= INSTRUCTIONS =
[1] In the Doctor Who commentary, list every kind of mask the actors are said to put on.
[2] Repeat the Doctor Who commentary word for word, from "This being a" up to and including "of Doctor Who.".
══ QUOTED PASSAGE
The scene matters because there is something riding on it: if Hamlet kills the king, the king is dead: is Hamlet doesn't kill the king, he won't get another chance.

In the exciting new form of story telling pioneered by the romantic comedy formally known as Doctor Who, dramatic scenes are just there to be dramatic and scene like. Nothing actually ever comes of them. They are very like Old Monsters: the audience seem to like them, but they never actually achieve very much. The actors put on their sad masks, or their happy masks, or their cross masks, and act really really hard, and then they put them back in the box and everything goes back to how it was before.

The question was never "does Clara love Danny?" Of course she does; whatever love means. The question was always "Will Clara choose an ordinary life with the man she loves (and who is very kind to her); or an amazing life with a man she doesn’t love (and who treats her pretty badly.)” 

So Danny's death is a cop out. It refuses to answer the interesting question (“Who will Clara choose: Danny or the Doctor?”) and replaces it with a boring one: "How would Clara feel if Danny died?”

If Danny died, Clara would feel like any bereaved person feels. She would feel that her loss and her grief is greater than any loss or any grief suffered by anyone in the whole history of the human race. She would blame all sorts of random irrelevant people -- the doctors and the nurses and the prime minister -- for not saving his life. She would feel that she would do anything -- literally anything -- to bring him back from the dead.

This being a romantic fairy story, there is something that she can do: attempt to blackmail the Doctor.

And so we come to The Scene. Everything is riding on this one: Danny's life, the Doctor and Clara's relationship, even, in principal, the continuation of the Doctor's voyages through time and space and therefore the existence of Doctor Who.

There’s a lot I like about The Scene. I like the fact that Clara takes action. I like the fact that she’s a big enough psychopath to drop the TARDIS keys into a volcano. I don’t quite buy the fact that she knows where all the keys are hidden (or is sufficiently naive to believe that she does). I like the fact that she’s applying logic to the story-world she finds herself in: doing the kinds of things you or I might do if we had a time machine. (A lot of us spent quite a lot of time in our childhoods thinking “If I were Peter Parker, I would ask Tony Stark to make an anti-heart-attack breast plate for Aunt May” or “If I were the Invisible Girl I would spend a lot of time in the boys’ changing rooms.”) And I like the fact that when she destroys the final TARDIS key, she’s immediately sorry, not because she’s marooned both of them in Mordor, but because she’s betrayed the Doctor.
════
══ GIVEN ENTRIES
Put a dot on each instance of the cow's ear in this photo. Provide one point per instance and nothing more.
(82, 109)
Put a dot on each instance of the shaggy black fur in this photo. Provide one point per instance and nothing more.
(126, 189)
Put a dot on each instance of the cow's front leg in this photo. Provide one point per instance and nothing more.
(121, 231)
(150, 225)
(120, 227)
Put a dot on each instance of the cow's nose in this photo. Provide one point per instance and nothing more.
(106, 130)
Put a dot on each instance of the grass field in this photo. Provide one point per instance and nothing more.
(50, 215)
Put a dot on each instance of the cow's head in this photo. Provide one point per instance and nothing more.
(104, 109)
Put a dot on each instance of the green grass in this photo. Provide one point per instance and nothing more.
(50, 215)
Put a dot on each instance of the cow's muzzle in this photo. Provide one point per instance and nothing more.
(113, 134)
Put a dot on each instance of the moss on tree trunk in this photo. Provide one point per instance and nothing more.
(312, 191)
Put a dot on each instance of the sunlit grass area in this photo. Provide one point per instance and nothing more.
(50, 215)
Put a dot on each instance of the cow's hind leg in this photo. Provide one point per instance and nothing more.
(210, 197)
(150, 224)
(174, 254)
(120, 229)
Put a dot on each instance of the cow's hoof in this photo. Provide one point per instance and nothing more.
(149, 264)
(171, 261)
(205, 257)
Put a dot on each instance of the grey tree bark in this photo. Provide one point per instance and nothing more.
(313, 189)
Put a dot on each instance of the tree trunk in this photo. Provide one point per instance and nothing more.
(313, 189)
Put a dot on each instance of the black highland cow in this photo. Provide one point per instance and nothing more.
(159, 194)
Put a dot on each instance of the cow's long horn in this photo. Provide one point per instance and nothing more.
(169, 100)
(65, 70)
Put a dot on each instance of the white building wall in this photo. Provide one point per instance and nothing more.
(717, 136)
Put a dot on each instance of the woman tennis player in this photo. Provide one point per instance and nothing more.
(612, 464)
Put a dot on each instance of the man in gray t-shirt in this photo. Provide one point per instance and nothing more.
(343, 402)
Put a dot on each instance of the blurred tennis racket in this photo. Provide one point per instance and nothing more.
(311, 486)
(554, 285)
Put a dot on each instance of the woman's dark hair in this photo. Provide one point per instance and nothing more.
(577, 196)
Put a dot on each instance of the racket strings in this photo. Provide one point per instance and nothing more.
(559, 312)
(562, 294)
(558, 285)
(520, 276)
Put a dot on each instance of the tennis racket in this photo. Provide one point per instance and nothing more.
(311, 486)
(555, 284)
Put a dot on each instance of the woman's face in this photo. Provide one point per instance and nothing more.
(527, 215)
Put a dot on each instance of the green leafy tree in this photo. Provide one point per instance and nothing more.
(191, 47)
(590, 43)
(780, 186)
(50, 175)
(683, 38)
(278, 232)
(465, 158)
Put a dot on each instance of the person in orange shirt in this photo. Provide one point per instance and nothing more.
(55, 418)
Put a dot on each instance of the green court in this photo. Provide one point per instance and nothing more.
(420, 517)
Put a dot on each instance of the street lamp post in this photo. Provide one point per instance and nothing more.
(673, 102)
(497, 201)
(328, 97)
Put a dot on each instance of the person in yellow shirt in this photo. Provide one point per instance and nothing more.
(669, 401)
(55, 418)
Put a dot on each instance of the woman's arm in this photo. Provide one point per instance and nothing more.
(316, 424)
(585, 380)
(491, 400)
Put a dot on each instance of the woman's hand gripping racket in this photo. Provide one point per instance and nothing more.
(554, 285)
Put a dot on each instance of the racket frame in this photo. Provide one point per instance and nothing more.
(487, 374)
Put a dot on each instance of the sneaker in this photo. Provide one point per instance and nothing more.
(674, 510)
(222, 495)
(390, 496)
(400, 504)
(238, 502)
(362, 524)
════
= THE RESULTS =
[1]
- Sad masks
- Happy masks
- Cross masks

[2]
This being a romantic fairy story, there is something that she can do: attempt to blackmail the Doctor.

And so we come to The Scene. Everything is riding on this one: Danny's life, the Doctor and Clara's relationship, even, in principal, the continuation of the Doctor's voyages through time and space and therefore the existence of Doctor Who.